- [WHAT TO WORK ON]:
Find the line with "Pin a point on every instance of the cabin" in the records below. Copy it and every line after it, up to and including the line with "Pin a point on every instance of the airport".

- [SUPPLIED INFORMATION]:
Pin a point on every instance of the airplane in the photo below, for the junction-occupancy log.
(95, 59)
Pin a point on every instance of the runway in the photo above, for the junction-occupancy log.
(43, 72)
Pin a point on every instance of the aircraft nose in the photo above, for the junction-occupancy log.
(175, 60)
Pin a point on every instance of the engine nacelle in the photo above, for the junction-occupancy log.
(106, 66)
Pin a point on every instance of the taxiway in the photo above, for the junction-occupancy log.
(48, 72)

---

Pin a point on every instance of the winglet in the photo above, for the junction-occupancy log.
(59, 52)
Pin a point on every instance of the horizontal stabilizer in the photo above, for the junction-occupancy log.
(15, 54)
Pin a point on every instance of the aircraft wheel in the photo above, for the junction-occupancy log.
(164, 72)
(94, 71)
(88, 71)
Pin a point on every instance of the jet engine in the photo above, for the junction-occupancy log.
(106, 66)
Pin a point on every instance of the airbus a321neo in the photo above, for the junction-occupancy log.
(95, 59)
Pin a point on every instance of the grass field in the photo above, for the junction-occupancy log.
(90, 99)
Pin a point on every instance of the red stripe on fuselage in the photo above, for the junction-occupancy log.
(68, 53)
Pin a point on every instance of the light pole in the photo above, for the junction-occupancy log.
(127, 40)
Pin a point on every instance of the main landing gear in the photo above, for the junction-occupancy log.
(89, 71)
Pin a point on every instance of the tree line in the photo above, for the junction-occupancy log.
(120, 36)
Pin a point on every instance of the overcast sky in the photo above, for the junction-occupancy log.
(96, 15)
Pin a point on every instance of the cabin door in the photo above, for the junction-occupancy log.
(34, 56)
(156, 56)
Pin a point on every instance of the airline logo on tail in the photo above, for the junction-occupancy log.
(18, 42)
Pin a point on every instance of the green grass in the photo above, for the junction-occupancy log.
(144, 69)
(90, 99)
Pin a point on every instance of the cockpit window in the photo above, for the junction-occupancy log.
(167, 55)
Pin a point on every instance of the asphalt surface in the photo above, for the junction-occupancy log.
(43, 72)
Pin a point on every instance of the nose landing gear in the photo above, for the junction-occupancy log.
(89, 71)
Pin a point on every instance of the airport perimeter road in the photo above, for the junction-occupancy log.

- [RESULT OF THE EXERCISE]:
Pin a point on every instance of the cabin door in the photo above, for the junction-occupancy log.
(34, 56)
(156, 56)
Pin a point on every instance of the airline logo on tail in the photo above, for the junction-occupancy log.
(18, 42)
Pin a point on every instance of the green grass in the photo above, for the junction-occupancy log.
(144, 69)
(90, 99)
Pin a point on every instance of the cockpit window in the photo above, for the junction-occupancy log.
(167, 55)
Pin a point on every instance of the asphalt surface in the photo above, for the junction-occupancy log.
(43, 72)
Pin a point on every instance of the nose landing gear in the photo above, for the junction-occupancy log.
(89, 71)
Pin a point on every instance of the airport perimeter road in the photo above, for the junction-occupancy log.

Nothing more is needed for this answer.